** MATERIAL FOR THE TASK follows **

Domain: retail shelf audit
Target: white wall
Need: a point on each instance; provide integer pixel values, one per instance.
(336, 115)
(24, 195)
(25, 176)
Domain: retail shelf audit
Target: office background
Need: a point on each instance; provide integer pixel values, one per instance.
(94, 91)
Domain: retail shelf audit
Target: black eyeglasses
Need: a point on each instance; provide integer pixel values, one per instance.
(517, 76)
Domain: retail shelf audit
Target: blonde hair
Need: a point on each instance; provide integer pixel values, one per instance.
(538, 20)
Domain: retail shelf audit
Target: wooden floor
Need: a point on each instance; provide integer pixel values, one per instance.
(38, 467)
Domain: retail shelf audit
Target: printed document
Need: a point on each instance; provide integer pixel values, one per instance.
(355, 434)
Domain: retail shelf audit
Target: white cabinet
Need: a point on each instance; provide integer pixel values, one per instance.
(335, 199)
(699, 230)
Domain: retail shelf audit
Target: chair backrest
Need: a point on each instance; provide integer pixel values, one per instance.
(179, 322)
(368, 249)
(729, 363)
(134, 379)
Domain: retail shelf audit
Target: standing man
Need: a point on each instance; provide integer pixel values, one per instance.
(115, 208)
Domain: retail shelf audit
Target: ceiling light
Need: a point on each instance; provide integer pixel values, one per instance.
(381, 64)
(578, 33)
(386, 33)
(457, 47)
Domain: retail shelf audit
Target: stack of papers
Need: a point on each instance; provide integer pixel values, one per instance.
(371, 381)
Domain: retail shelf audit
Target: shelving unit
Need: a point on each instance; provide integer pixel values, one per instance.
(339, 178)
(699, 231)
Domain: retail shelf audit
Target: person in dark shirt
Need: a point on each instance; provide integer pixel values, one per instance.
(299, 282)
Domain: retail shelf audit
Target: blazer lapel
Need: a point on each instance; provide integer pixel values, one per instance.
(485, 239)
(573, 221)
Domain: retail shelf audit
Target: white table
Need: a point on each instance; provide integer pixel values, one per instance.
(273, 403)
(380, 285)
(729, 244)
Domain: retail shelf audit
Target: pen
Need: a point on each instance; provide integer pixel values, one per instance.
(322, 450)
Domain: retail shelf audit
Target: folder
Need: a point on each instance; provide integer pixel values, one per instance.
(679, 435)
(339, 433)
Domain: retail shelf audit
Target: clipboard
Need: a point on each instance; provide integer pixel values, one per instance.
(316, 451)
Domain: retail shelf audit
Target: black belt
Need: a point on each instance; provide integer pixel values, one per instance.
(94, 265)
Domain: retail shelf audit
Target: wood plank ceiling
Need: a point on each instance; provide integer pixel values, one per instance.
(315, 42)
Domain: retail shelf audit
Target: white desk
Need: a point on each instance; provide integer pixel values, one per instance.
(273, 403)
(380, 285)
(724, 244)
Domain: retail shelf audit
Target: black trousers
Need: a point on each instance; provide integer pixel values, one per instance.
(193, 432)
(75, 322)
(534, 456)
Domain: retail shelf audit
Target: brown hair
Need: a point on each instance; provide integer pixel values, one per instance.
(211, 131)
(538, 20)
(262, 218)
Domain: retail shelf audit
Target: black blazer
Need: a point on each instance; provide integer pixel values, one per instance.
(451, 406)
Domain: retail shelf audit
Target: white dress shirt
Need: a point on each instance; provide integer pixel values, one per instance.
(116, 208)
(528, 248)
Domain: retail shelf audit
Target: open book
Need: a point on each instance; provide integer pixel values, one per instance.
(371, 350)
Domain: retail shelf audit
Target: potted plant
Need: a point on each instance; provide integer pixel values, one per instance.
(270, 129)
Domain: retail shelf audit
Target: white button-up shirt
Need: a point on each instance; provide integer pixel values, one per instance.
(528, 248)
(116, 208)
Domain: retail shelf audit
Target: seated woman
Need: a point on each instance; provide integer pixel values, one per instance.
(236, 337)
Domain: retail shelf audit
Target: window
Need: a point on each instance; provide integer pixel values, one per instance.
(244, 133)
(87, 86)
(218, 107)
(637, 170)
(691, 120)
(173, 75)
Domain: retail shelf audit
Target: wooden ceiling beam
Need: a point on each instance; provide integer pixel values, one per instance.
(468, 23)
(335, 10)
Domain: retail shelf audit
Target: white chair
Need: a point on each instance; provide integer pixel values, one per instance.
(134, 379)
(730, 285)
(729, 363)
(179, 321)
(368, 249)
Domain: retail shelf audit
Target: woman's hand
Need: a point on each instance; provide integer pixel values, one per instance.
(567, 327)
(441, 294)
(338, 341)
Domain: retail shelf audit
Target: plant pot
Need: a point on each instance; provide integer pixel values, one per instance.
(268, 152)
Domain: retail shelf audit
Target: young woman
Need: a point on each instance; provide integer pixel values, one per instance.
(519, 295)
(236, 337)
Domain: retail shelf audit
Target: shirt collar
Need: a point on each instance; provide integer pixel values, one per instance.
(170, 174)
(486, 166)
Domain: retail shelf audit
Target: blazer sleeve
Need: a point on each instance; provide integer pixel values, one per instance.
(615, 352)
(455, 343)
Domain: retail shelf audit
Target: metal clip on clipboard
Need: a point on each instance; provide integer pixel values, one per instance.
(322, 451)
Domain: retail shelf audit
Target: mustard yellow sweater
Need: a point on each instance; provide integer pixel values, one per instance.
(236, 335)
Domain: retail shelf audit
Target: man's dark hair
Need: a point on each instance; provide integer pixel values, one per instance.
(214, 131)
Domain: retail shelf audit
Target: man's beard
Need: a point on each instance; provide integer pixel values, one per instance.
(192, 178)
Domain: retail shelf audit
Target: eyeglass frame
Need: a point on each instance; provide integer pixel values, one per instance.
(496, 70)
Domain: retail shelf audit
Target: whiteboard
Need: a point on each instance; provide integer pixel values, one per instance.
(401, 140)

** End of MATERIAL FOR THE TASK **

Every line of the data must appear again in the answer, exactly as written.

◆ **ANSWER TO THIS EXERCISE**
Domain: retail shelf audit
Target: white wall
Need: a point on each instance; provide integer pixel values, one per instance.
(336, 115)
(24, 195)
(25, 176)
Domain: retail shelf audit
Target: office background
Need: a point on each instance; provide integer pixel values, one per instance.
(94, 91)
Domain: retail shelf audit
Target: black eyeglasses
Need: a point on each instance; provide integer pixel values, one per instance.
(517, 76)
Domain: retail shelf audit
Target: blonde hair
Need: a point on each instance; provide integer pixel values, one per instance.
(538, 20)
Domain: retail shelf audit
Target: wooden floor
Need: a point on each instance; provide integer pixel values, one per instance.
(38, 467)
Domain: retail shelf audit
Target: printed document
Need: a point on each instance; provide integer pixel values, one per instance.
(355, 434)
Domain: retail shelf audit
Target: white cabinet
Need: a point on each instance; provide integer pixel values, one per instance.
(335, 199)
(699, 230)
Domain: retail shelf audit
Target: chair backrest
Need: a point on each instance; provide integer pixel values, one per instance.
(179, 322)
(368, 249)
(729, 363)
(134, 379)
Domain: retail shelf audit
Target: standing man
Need: a point on each instance; provide integer pixel values, one per instance.
(115, 208)
Domain: retail shelf audit
Target: ceiling light
Need: a point on each instance; provide integer pixel values, one per instance.
(381, 64)
(578, 33)
(386, 33)
(457, 47)
Domain: retail shelf audit
Target: stack of papers
Need: a point on each instance; provide integer pixel values, one per instance.
(371, 381)
Domain: retail shelf audit
Target: shelving unit
Need: a point on each instance; provide integer pixel values, one per instance.
(339, 178)
(699, 231)
Domain: retail shelf audit
Target: person in dark shirt
Need: a point on each instance; provide integer pixel values, one per instance.
(299, 282)
Domain: retail shelf audit
Target: blazer lapel
Need: a point on each instance; provide integer pixel values, one per instance.
(485, 239)
(573, 221)
Domain: retail shelf audit
Target: white table
Need: a point on each instance; provide integer pixel values, one per instance.
(273, 403)
(380, 285)
(729, 244)
Domain: retail shelf audit
Target: pen
Need: a point on each instance; provide integer pixel values, one per instance.
(322, 450)
Domain: retail shelf audit
Target: folder
Need: a point on each instance; provide integer pixel values, one per instance.
(679, 435)
(339, 433)
Domain: retail shelf audit
Target: clipboard
Need: a point on each instance; provide integer pixel values, one per instance.
(316, 451)
Domain: retail shelf audit
Target: black belt
Need: a point on each instance; provide integer pixel values, one per instance.
(94, 265)
Domain: retail shelf audit
Target: wood plank ceiling
Need: a point on each instance; provide integer pixel values, one per instance.
(315, 42)
Domain: retail shelf audit
Target: white desk
Need: a point on each instance; provide integer pixel values, one per instance.
(273, 403)
(380, 285)
(724, 244)
Domain: retail shelf audit
Target: black trousers
Need: a point on each instance; provide integer pixel values, one per instance.
(193, 432)
(75, 322)
(534, 456)
Domain: retail shelf audit
Target: brown hair
Need: a point on each instance; provide integer pixel values, one per instance.
(211, 131)
(538, 20)
(262, 218)
Domain: retail shelf audit
Target: black blazer
Need: a point on each instance; provide integer pixel values, one per instance.
(451, 406)
Domain: retail shelf audit
Target: white dress shirt
Need: a point on each instance; provide integer pixel values, one per instance.
(116, 208)
(528, 248)
Domain: retail shelf audit
Target: open book
Need: a point on each instance; provide integer pixel values, one per instance.
(371, 350)
Domain: retail shelf audit
Target: potted plant
Need: a point on each instance; provide integer pixel values, one per instance.
(270, 129)
Domain: retail shelf audit
Target: white button-up shirt
Need: a point on each instance; provide integer pixel values, one per instance.
(528, 248)
(116, 208)
Domain: retail shelf audit
Target: seated woman
Need: a point on each instance; provide integer pixel values, one per instance.
(236, 337)
Domain: retail shelf audit
Target: window
Need: a point on each instance; provide integer pixel values, one per instance.
(244, 133)
(87, 86)
(218, 107)
(637, 170)
(691, 120)
(173, 75)
Domain: retail shelf audit
Target: wooden ceiling beam
Need: a point on each instance; provide integer pixel values, one per instance.
(468, 23)
(335, 10)
Domain: retail shelf audit
Target: white chair
Need: a point on each instance; provide integer pixel values, one per instance.
(134, 379)
(730, 285)
(729, 363)
(179, 321)
(368, 249)
Domain: retail shelf audit
Target: woman's hand
Need: a point on each instance; provide integer pixel values, one per instance.
(567, 327)
(441, 294)
(338, 341)
Domain: retail shelf audit
Target: plant pot
Need: a point on each instance; provide integer pixel values, one per instance.
(268, 152)
Domain: retail shelf audit
Target: young woman
Need: a point on each instance; provide integer pixel values, one per instance.
(519, 295)
(236, 337)
Domain: retail shelf audit
Target: shirt collar
Need: a point on each instance; provide integer pixel values, one per instance.
(170, 174)
(486, 166)
Domain: retail shelf audit
Target: blazer sleeve
Need: a point on each instance; provide integer pixel values, one per instance.
(615, 352)
(455, 343)
Domain: retail shelf audit
Target: metal clip on clipboard
Need: a point on each instance; provide integer pixel values, one per instance.
(322, 451)
Domain: retail shelf audit
Target: mustard yellow sweater
Need: a point on each instance; provide integer pixel values, one per instance.
(236, 335)
Domain: retail shelf audit
Target: man's dark hair
Need: a point on each instance; provide integer pixel values, one per instance.
(214, 131)
Domain: retail shelf audit
Target: man's beard
Need: a point on each instance; provide integer pixel values, one per instance.
(192, 178)
Domain: retail shelf audit
Target: eyeglass frame
Need: a point on each instance; provide integer pixel values, one per instance.
(496, 70)
Domain: retail shelf audit
Target: whiteboard
Need: a point on each instance; provide integer pixel values, one per instance.
(401, 140)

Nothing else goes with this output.